§ Exercise goal
Provide the records once more, identical to the original.

§ Exercise inputs

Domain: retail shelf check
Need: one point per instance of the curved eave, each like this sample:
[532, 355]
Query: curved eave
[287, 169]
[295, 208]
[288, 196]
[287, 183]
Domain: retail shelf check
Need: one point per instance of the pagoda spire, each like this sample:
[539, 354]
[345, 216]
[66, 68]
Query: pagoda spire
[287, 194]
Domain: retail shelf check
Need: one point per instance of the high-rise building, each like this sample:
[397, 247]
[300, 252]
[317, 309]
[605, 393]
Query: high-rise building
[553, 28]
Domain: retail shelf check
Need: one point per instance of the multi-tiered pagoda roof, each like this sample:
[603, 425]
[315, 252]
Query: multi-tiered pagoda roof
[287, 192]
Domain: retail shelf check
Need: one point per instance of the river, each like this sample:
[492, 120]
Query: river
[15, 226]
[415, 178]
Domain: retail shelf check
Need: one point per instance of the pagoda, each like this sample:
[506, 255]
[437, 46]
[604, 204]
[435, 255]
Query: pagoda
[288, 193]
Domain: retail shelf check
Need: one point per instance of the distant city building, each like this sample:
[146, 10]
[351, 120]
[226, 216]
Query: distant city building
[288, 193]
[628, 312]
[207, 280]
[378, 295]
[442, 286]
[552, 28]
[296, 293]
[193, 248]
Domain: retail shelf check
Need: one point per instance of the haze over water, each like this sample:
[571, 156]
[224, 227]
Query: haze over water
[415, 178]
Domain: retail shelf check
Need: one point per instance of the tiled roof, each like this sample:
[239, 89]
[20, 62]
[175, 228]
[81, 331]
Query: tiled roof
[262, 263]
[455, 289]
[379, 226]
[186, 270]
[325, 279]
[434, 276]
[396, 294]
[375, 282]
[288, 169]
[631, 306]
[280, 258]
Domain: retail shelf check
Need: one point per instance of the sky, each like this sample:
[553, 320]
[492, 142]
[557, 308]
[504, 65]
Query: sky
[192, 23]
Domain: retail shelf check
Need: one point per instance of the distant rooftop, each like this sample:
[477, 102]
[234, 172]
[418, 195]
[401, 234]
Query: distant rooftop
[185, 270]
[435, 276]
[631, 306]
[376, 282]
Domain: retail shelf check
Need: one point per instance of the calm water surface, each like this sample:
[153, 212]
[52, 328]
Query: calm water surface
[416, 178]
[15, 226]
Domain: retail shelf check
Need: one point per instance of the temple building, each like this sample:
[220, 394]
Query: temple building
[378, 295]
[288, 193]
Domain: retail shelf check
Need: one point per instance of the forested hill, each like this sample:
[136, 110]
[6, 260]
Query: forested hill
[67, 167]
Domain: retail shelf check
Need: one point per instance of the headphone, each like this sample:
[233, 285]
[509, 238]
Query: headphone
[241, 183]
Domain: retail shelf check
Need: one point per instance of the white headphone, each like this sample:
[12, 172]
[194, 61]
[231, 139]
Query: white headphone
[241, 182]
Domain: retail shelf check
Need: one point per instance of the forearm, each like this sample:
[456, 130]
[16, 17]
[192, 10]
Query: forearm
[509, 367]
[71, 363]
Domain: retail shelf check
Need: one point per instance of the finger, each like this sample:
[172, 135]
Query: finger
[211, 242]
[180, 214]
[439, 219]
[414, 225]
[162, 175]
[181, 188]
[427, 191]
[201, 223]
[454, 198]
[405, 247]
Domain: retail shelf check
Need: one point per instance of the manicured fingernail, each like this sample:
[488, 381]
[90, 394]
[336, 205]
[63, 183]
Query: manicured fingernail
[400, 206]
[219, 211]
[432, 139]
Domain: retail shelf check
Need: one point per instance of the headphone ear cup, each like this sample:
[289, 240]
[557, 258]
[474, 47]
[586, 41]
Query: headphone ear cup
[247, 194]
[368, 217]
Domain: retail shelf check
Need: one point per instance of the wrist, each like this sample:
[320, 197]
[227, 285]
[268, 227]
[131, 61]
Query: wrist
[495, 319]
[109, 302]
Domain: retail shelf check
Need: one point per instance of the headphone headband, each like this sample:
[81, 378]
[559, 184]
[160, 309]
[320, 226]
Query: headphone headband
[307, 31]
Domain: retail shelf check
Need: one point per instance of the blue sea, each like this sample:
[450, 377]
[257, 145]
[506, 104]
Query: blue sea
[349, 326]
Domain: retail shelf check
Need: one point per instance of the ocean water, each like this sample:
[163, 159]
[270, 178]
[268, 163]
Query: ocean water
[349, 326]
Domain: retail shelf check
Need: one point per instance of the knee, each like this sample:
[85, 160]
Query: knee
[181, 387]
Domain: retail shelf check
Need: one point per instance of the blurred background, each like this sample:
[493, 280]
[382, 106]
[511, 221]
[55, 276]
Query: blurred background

§ Correct answer
Domain: retail shelf check
Need: one point per instance of the curved eave, each like this sample:
[532, 355]
Query: curved eave
[287, 169]
[295, 208]
[288, 196]
[287, 183]
Domain: retail shelf check
Need: one point per instance of the pagoda spire, each like this sample:
[539, 354]
[345, 216]
[66, 68]
Query: pagoda spire
[287, 194]
Domain: retail shelf check
Need: one point per instance of the high-rise building, each like this sample:
[397, 247]
[300, 252]
[317, 309]
[605, 393]
Query: high-rise building
[553, 28]
Domain: retail shelf check
Need: one point per instance of the multi-tiered pagoda roof, each like this sample:
[603, 425]
[315, 252]
Query: multi-tiered pagoda roof
[287, 192]
Domain: retail shelf check
Need: one point per instance of the river, each like this sample:
[492, 120]
Query: river
[15, 226]
[415, 178]
Domain: retail shelf check
Need: one point per instance of the pagoda, each like this sample:
[506, 255]
[437, 46]
[604, 204]
[435, 255]
Query: pagoda
[288, 193]
Domain: retail shelf check
Need: one point per instance of the distant city building, each like this sample:
[146, 10]
[351, 120]
[226, 216]
Query: distant city building
[288, 193]
[628, 312]
[207, 280]
[378, 295]
[442, 286]
[552, 28]
[296, 293]
[193, 248]
Domain: retail shelf check
Need: one point per instance of the haze over water, each like this sample:
[571, 156]
[224, 227]
Query: haze over water
[415, 178]
Domain: retail shelf check
Need: one point per instance of the tiled roof, each like this sample:
[239, 89]
[20, 62]
[175, 228]
[81, 331]
Query: tiled roof
[262, 263]
[455, 289]
[379, 226]
[186, 270]
[325, 279]
[434, 276]
[396, 294]
[375, 282]
[288, 169]
[631, 306]
[280, 258]
Domain: retail shelf check
Need: one point per instance of the sky, each like this sample:
[553, 320]
[492, 142]
[557, 308]
[504, 65]
Query: sky
[192, 23]
Domain: retail shelf check
Need: one point per instance of the distant rooftop, each like this sample:
[477, 102]
[234, 172]
[418, 195]
[401, 234]
Query: distant rooftop
[185, 270]
[435, 276]
[631, 306]
[376, 282]
Domain: retail shelf check
Need: one point per instance of the calm water surface, each like this sample:
[153, 212]
[52, 328]
Query: calm water surface
[416, 178]
[15, 226]
Domain: retail shelf check
Need: one point per instance of the temple building, each like this sample:
[220, 394]
Query: temple building
[378, 295]
[288, 193]
Domain: retail shelf check
Need: one point per instance of the forested hill, each like this sample:
[136, 110]
[6, 260]
Query: forested hill
[67, 167]
Domain: retail shelf check
Need: one point per instance of the headphone, each like this sample:
[233, 285]
[509, 238]
Query: headphone
[241, 183]
Domain: retail shelf check
Need: one point per instance of the white headphone, each like this sample:
[12, 172]
[194, 61]
[231, 139]
Query: white headphone
[241, 182]
Domain: retail shelf check
Need: one point per instance of the forearm, each like this sample:
[456, 130]
[16, 17]
[192, 10]
Query: forearm
[509, 367]
[71, 363]
Domain: retail shelf check
Need: one point per instance of the finger, each like this sample:
[172, 135]
Query: finger
[211, 242]
[180, 214]
[439, 219]
[414, 225]
[162, 175]
[181, 188]
[427, 191]
[201, 223]
[454, 198]
[405, 247]
Domain: retail shelf check
Need: one point per instance of the manicured fingernail, each like this sample:
[488, 381]
[90, 394]
[336, 205]
[63, 183]
Query: manicured fingernail
[400, 206]
[219, 211]
[432, 139]
Domain: retail shelf check
Need: one point per instance of the headphone ear cup, each like this sample:
[289, 240]
[557, 258]
[474, 47]
[586, 41]
Query: headphone ear cup
[247, 194]
[368, 217]
Domain: retail shelf check
Need: one point per instance of the wrist, each like this sample:
[320, 197]
[227, 285]
[268, 227]
[131, 61]
Query: wrist
[495, 319]
[109, 302]
Domain: retail shelf check
Need: one point per instance of the headphone headband, each like this sample:
[81, 378]
[559, 184]
[160, 309]
[320, 226]
Query: headphone headband
[307, 31]
Domain: retail shelf check
Need: one point per instance of the blue sea, each like this sample:
[450, 377]
[257, 145]
[506, 104]
Query: blue sea
[349, 326]
Domain: retail shelf check
Need: one point per instance of the ocean water, each like this sample:
[163, 159]
[270, 178]
[268, 163]
Query: ocean water
[349, 326]
Domain: retail shelf check
Need: one point per instance of the knee, each like this sample:
[85, 160]
Query: knee
[181, 387]
Domain: retail shelf check
Need: one point per instance of the blurred background, each like this sample:
[493, 280]
[382, 106]
[511, 221]
[55, 276]
Query: blurred background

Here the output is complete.